▶ WORK REQUIRED:
Copy, from the data below, every line that has "black" in it.

+===+

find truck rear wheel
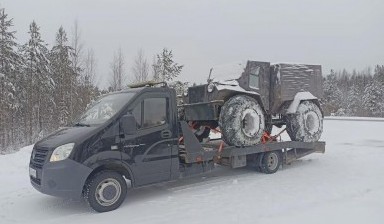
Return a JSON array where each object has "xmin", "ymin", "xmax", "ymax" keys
[
  {"xmin": 219, "ymin": 95, "xmax": 265, "ymax": 146},
  {"xmin": 83, "ymin": 171, "xmax": 127, "ymax": 212},
  {"xmin": 259, "ymin": 151, "xmax": 282, "ymax": 174},
  {"xmin": 285, "ymin": 100, "xmax": 323, "ymax": 142}
]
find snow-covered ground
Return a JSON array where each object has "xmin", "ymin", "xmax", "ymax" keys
[{"xmin": 1, "ymin": 119, "xmax": 383, "ymax": 224}]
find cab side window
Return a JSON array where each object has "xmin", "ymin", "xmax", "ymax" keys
[
  {"xmin": 131, "ymin": 97, "xmax": 167, "ymax": 129},
  {"xmin": 249, "ymin": 66, "xmax": 260, "ymax": 89},
  {"xmin": 132, "ymin": 103, "xmax": 142, "ymax": 129},
  {"xmin": 143, "ymin": 98, "xmax": 167, "ymax": 128}
]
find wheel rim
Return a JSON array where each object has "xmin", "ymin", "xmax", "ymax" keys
[
  {"xmin": 95, "ymin": 178, "xmax": 121, "ymax": 207},
  {"xmin": 305, "ymin": 111, "xmax": 320, "ymax": 134},
  {"xmin": 267, "ymin": 153, "xmax": 279, "ymax": 170},
  {"xmin": 241, "ymin": 109, "xmax": 260, "ymax": 137}
]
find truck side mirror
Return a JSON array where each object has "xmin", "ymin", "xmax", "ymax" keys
[{"xmin": 120, "ymin": 114, "xmax": 137, "ymax": 135}]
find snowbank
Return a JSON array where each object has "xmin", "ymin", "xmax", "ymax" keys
[
  {"xmin": 324, "ymin": 116, "xmax": 384, "ymax": 122},
  {"xmin": 0, "ymin": 120, "xmax": 384, "ymax": 224}
]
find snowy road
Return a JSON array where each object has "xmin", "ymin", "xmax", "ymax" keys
[{"xmin": 1, "ymin": 119, "xmax": 384, "ymax": 224}]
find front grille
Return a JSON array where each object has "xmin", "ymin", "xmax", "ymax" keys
[
  {"xmin": 31, "ymin": 147, "xmax": 50, "ymax": 169},
  {"xmin": 31, "ymin": 176, "xmax": 41, "ymax": 185},
  {"xmin": 188, "ymin": 85, "xmax": 206, "ymax": 103}
]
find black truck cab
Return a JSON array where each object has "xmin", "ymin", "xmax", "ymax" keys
[{"xmin": 30, "ymin": 86, "xmax": 181, "ymax": 211}]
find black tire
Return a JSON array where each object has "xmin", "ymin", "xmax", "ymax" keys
[
  {"xmin": 264, "ymin": 115, "xmax": 273, "ymax": 134},
  {"xmin": 250, "ymin": 153, "xmax": 264, "ymax": 172},
  {"xmin": 285, "ymin": 101, "xmax": 323, "ymax": 142},
  {"xmin": 219, "ymin": 95, "xmax": 265, "ymax": 146},
  {"xmin": 260, "ymin": 150, "xmax": 282, "ymax": 174},
  {"xmin": 194, "ymin": 126, "xmax": 211, "ymax": 142},
  {"xmin": 83, "ymin": 171, "xmax": 127, "ymax": 213}
]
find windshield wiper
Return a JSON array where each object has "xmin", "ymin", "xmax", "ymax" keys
[{"xmin": 74, "ymin": 122, "xmax": 90, "ymax": 127}]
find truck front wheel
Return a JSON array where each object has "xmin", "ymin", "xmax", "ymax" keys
[
  {"xmin": 83, "ymin": 171, "xmax": 127, "ymax": 212},
  {"xmin": 219, "ymin": 95, "xmax": 265, "ymax": 146},
  {"xmin": 285, "ymin": 100, "xmax": 323, "ymax": 142}
]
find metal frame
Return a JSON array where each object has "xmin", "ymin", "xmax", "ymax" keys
[{"xmin": 180, "ymin": 121, "xmax": 325, "ymax": 169}]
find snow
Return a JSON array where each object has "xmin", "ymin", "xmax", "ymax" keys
[
  {"xmin": 325, "ymin": 116, "xmax": 384, "ymax": 122},
  {"xmin": 1, "ymin": 119, "xmax": 384, "ymax": 223},
  {"xmin": 241, "ymin": 108, "xmax": 260, "ymax": 137},
  {"xmin": 292, "ymin": 100, "xmax": 323, "ymax": 142},
  {"xmin": 219, "ymin": 95, "xmax": 265, "ymax": 146},
  {"xmin": 286, "ymin": 91, "xmax": 317, "ymax": 114},
  {"xmin": 215, "ymin": 80, "xmax": 260, "ymax": 96}
]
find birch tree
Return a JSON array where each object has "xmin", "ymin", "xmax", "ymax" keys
[
  {"xmin": 109, "ymin": 47, "xmax": 125, "ymax": 91},
  {"xmin": 131, "ymin": 49, "xmax": 149, "ymax": 83}
]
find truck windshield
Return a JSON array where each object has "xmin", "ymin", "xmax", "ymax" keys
[{"xmin": 76, "ymin": 92, "xmax": 135, "ymax": 126}]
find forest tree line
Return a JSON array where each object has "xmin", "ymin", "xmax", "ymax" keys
[
  {"xmin": 322, "ymin": 66, "xmax": 384, "ymax": 117},
  {"xmin": 0, "ymin": 7, "xmax": 383, "ymax": 152},
  {"xmin": 0, "ymin": 8, "xmax": 183, "ymax": 152}
]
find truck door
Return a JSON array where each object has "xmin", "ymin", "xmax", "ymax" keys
[{"xmin": 121, "ymin": 92, "xmax": 175, "ymax": 186}]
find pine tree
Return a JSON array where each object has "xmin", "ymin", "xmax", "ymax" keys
[
  {"xmin": 50, "ymin": 26, "xmax": 76, "ymax": 126},
  {"xmin": 322, "ymin": 70, "xmax": 343, "ymax": 115},
  {"xmin": 373, "ymin": 65, "xmax": 384, "ymax": 84},
  {"xmin": 153, "ymin": 48, "xmax": 183, "ymax": 82},
  {"xmin": 19, "ymin": 21, "xmax": 53, "ymax": 143},
  {"xmin": 362, "ymin": 80, "xmax": 383, "ymax": 117},
  {"xmin": 345, "ymin": 84, "xmax": 362, "ymax": 116},
  {"xmin": 0, "ymin": 8, "xmax": 23, "ymax": 149}
]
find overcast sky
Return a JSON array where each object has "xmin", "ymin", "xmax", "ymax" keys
[{"xmin": 1, "ymin": 0, "xmax": 384, "ymax": 88}]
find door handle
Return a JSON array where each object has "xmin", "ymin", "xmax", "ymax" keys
[
  {"xmin": 161, "ymin": 129, "xmax": 172, "ymax": 139},
  {"xmin": 123, "ymin": 143, "xmax": 146, "ymax": 149}
]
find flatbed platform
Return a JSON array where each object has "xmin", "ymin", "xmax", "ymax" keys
[{"xmin": 179, "ymin": 121, "xmax": 325, "ymax": 168}]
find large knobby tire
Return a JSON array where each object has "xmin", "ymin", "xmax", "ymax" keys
[
  {"xmin": 286, "ymin": 100, "xmax": 323, "ymax": 142},
  {"xmin": 219, "ymin": 95, "xmax": 265, "ymax": 146},
  {"xmin": 83, "ymin": 171, "xmax": 127, "ymax": 213}
]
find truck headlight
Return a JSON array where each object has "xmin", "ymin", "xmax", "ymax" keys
[{"xmin": 50, "ymin": 143, "xmax": 75, "ymax": 162}]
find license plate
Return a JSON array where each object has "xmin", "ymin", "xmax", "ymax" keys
[{"xmin": 29, "ymin": 167, "xmax": 37, "ymax": 178}]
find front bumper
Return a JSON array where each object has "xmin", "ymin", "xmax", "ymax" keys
[{"xmin": 30, "ymin": 159, "xmax": 92, "ymax": 199}]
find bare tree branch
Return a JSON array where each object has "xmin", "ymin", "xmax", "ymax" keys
[
  {"xmin": 109, "ymin": 47, "xmax": 125, "ymax": 91},
  {"xmin": 131, "ymin": 49, "xmax": 149, "ymax": 83}
]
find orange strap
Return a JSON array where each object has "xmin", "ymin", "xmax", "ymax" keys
[
  {"xmin": 218, "ymin": 141, "xmax": 224, "ymax": 152},
  {"xmin": 261, "ymin": 128, "xmax": 287, "ymax": 144},
  {"xmin": 261, "ymin": 131, "xmax": 271, "ymax": 144}
]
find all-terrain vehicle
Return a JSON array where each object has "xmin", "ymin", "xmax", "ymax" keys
[{"xmin": 183, "ymin": 60, "xmax": 324, "ymax": 146}]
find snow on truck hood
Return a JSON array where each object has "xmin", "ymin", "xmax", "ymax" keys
[
  {"xmin": 208, "ymin": 61, "xmax": 259, "ymax": 95},
  {"xmin": 214, "ymin": 80, "xmax": 260, "ymax": 95}
]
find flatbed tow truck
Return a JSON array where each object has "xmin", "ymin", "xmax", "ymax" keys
[{"xmin": 29, "ymin": 82, "xmax": 325, "ymax": 212}]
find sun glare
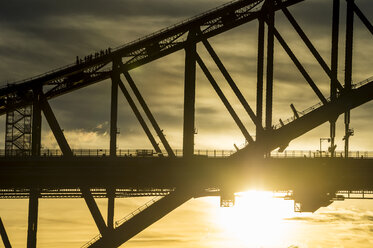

+===+

▶ TASK SOLUTION:
find black truck cab
find black tire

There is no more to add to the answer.